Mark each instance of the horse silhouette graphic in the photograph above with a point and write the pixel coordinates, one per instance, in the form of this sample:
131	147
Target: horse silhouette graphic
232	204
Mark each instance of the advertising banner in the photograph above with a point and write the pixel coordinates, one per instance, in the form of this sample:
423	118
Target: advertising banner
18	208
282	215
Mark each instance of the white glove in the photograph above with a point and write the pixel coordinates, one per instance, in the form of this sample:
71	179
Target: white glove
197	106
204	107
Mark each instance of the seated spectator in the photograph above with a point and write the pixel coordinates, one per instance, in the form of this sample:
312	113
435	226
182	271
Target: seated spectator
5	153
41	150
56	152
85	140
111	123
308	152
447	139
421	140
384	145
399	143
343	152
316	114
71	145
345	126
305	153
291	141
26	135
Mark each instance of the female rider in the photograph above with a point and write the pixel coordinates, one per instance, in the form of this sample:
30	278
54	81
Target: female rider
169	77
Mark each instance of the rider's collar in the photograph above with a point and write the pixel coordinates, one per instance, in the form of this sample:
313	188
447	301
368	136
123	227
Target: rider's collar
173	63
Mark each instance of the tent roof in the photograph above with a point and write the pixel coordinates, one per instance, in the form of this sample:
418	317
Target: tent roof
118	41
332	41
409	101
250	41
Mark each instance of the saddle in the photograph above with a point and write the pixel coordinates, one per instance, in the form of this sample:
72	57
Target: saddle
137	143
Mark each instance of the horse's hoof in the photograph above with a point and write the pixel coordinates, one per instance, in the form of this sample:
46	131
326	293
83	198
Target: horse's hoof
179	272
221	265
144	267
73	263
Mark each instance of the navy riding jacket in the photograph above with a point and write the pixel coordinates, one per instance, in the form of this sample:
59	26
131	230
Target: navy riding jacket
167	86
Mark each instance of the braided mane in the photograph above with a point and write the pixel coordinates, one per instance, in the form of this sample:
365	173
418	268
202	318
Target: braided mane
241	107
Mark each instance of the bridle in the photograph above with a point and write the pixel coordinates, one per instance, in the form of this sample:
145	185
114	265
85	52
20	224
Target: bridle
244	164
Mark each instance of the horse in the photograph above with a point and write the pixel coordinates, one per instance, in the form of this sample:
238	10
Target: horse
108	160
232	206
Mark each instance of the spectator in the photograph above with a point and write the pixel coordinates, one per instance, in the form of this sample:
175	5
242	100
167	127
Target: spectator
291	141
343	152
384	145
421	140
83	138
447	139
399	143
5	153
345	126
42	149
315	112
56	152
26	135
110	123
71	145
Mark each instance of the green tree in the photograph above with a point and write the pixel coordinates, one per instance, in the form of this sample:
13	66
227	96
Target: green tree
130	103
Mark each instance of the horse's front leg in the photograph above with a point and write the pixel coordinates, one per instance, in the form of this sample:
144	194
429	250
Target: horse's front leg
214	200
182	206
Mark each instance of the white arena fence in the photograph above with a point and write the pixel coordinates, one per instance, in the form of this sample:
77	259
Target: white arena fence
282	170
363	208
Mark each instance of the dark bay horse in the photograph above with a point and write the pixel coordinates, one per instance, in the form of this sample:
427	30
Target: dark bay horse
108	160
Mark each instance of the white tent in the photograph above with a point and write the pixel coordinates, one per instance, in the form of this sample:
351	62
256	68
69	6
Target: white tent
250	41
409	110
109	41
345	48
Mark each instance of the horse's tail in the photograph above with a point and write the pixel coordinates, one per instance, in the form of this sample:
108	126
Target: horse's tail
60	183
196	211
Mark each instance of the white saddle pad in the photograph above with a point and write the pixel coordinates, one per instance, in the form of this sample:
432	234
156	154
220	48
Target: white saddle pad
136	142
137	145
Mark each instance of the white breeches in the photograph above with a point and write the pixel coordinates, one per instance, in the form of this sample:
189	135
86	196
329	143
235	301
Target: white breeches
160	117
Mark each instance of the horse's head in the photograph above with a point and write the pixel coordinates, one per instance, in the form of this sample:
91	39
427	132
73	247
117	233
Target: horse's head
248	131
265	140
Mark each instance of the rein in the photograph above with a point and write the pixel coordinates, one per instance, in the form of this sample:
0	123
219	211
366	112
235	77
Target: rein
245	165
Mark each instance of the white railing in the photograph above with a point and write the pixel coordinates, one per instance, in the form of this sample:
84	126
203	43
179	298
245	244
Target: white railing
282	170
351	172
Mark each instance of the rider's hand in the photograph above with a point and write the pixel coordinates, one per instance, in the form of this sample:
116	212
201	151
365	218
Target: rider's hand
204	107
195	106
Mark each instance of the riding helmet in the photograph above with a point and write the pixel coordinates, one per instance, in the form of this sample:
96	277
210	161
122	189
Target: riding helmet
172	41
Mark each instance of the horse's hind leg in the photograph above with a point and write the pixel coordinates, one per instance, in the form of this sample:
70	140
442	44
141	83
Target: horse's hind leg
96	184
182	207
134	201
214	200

◇ ◇ ◇ ◇

__EXERCISE REQUIREMENTS__
Without skipping a line, retype the full listing.

__ANSWER TO THE EXERCISE__
Mark each instance of the horse silhouette graphic in the photograph above with a point and write the pixel coordinates, one per instance, in the form of this sample:
131	147
Target: horse silhouette graphic
232	204
Mark each instance of the advertising banner in the photograph above with a point and write the pixel coordinates, one per instance, in the form of this sample:
423	118
Target: advertising banner
18	208
282	215
Mark each instance of the white glove in the photograph above with a point and write the pixel coordinates, one per instance, in the form of this sample:
71	179
Target: white glove
197	106
204	107
Mark each instance of the seated spectator in the photograph above with a point and write the pixel coordinates, one per instance, in the form of this sample:
312	113
435	226
182	271
Target: seated spectator
5	153
41	150
56	152
85	140
111	123
308	152
447	139
421	140
384	145
399	143
343	152
316	114
71	145
345	126
305	153
291	141
26	135
Mark each instance of the female rider in the photograph above with a point and write the pixel coordinates, one per instance, in the form of this sample:
30	278
54	81
Target: female rider
169	77
Mark each instance of the rider's collar in the photograph above with a point and write the pixel coordinates, one per instance, in the form of this sample:
313	188
447	301
368	136
123	227
Target: rider's collar
173	63
Mark each instance of the tent roof in the photograph above with a point and write the pixel coordinates, one per instance, in the form of this sample:
418	317
Target: tent roof
118	41
332	41
409	101
250	41
Mark each instance of the saddle in the photograph above with a point and write the pixel coordinates, one per instance, in the form of this sample:
72	57
Target: saddle
137	143
Mark each instance of the horse's hoof in the photograph above with a point and write the pixel coordinates, one per instance, in the form of this sample:
46	131
326	293
83	198
Target: horse's hoof
179	272
221	265
144	267
73	263
Mark each instance of the navy riding jacket in the photograph above with a point and write the pixel coordinates, one per instance, in the form of this sample:
59	26
131	230
Target: navy riding jacket
167	86
Mark each instance of the braided mane in the photograph above with a point and write the pixel coordinates, one per instance, in the form of this sample:
365	173
418	268
202	318
Target: braided mane
241	107
Mark each instance of the bridle in the photograph above with a point and write the pixel coordinates, one per instance, in the form of this sample:
145	185
114	265
85	52
20	224
Target: bridle
244	164
Mark each instance of the horse in the photograph above with a point and write the pixel coordinates, one per instance, in the form of this sample:
238	10
Target: horse
108	160
232	206
Mark each instance of the spectator in the photograph above with a point and write the pixel coordinates, one per instance, in the form of this sample:
175	5
242	100
167	127
Target: spectator
291	141
343	152
384	145
421	140
83	138
447	139
399	143
5	153
345	126
42	149
315	112
56	152
26	135
110	123
71	145
Mark each instance of the green tree in the photograph above with a point and write the pixel coordinates, one per instance, in the form of this sample:
13	66
227	96
Target: green tree
130	103
Mark each instance of the horse's front leg in the photograph above with a point and write the pixel coordinates, one per instance, in the form of this sample:
144	194
429	250
Target: horse's front leg
214	200
182	206
Mark each instance of the white arena fence in the photograph above with a point and write the pixel coordinates, one per instance, in the form of this sample:
77	259
Target: white arena fence
282	170
363	208
Mark each instance of the dark bay horse in the photograph above with a point and write the pixel coordinates, one per instance, in the form of this sample:
427	30
Target: dark bay horse
108	160
Mark each instance of the white tent in the photograph above with a point and write the pixel coordinates, one per instance, in the form of this sample:
351	62
256	68
69	6
Target: white tent
250	41
409	110
109	41
345	48
Mark each instance of the horse's tail in the photograph above with a point and write the pixel coordinates, one per instance, in the form of this sample:
108	126
Target: horse's tail
60	183
196	211
Mark each instance of the white saddle pad in the photograph above with a point and write the pixel coordinates, one per instance, in the form of this sample:
432	234
156	154
220	48
Target: white saddle pad
136	142
137	145
Mark each instance of the white breeches in the photograph above with a point and write the pixel coordinates, one per instance, in the form of this sample:
189	135
86	196
329	143
235	301
Target: white breeches
160	117
Mark each instance of the horse's head in the photograph above with a point and write the pixel coordinates, one per instance, in the form of this sample:
91	39
427	132
73	247
117	233
Target: horse's head
248	131
265	140
Mark each instance of the rein in the photograph above with a point and write the pixel coordinates, one per instance, in the form of this sample:
0	123
219	211
366	112
235	77
Target: rein
245	165
Mark each instance of the white railing in the photograph above with a point and write the pixel coordinates, one per instance, in the form of this sample:
84	126
203	43
179	298
245	244
Target: white railing
282	170
351	172
Mark each instance of the rider's hand in the photograph above with a point and write the pixel coordinates, one per instance, in the form of this sample:
116	212
201	151
365	218
Target: rider's hand
204	107
195	106
Mark each instance of the riding helmet in the photograph above with a point and write the pixel coordinates, one per instance, in the form of this sample:
96	277
210	161
122	189
Target: riding helmet
172	41
Mark each instance of the horse's hind leg in the photograph above with a point and write the pixel coordinates, one per instance, in the form of this sample:
70	140
442	44
141	83
Target: horse's hind leg
96	184
182	207
134	201
214	200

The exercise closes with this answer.